Supplied text:

Just recorded this from my bedroom window a few minutes ago. This is one of the most familiar fox sounds, and definitely the most eerie. It’s not hard to understand how this sound is sometimes mistaken for someone being murdered!
This particular vocalization is a warning to let other foxes nearby know there is danger in the area.
Can you spot both the fox and the crow in this photo?
Crows are the fox watchers best friend. They regularly alert me to the location of a fox, and as soon as I heard this one (in the tree on the left) calling I knew it had found one, (this time it was Black-Throat.)
So, how do you tell if a crow has found a fox? When crows see foxes they make a furious, constant cawing. They also tend to perch very low to the ground and constantly stare at the spot where the fox is. Next time I’ll see if I can get a video of it.
Mike and I found a strange animal today. I thought it was a coyote pup, but it has the face, ears and mangey (but white tip) tail of a fox. Legs are too long to be a fox though…super strange and sickly, out at 2pm. Or just a giant sickly fox with mange…or a monster. Mike is convinced it is teen wolf.
100% red fox with a nasty case of mange. Foxes are a lot leggier underneath all the fur.
It’s also a myth that foxes only come out at night. It’s quite common for them to be out and about during the day, and they even have special adaptations, (such as expanding and contracting pupils) in order to do so. Foxes are most active during daylight in spring and summer when nights are short and they have cubs to feed. However, foxes with mange are much more likely to be seen wondering about in the open like this as they become so desperate for food and warmth that they loose all fear.

Dataset excerpt:
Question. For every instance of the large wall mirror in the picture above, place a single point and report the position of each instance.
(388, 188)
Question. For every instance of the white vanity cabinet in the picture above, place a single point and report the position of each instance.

Instruction: According to the text about foxes, during which seasons are foxes most active in daylight?

Worked solution: Spring and summer, when nights are short and they have cubs to feed.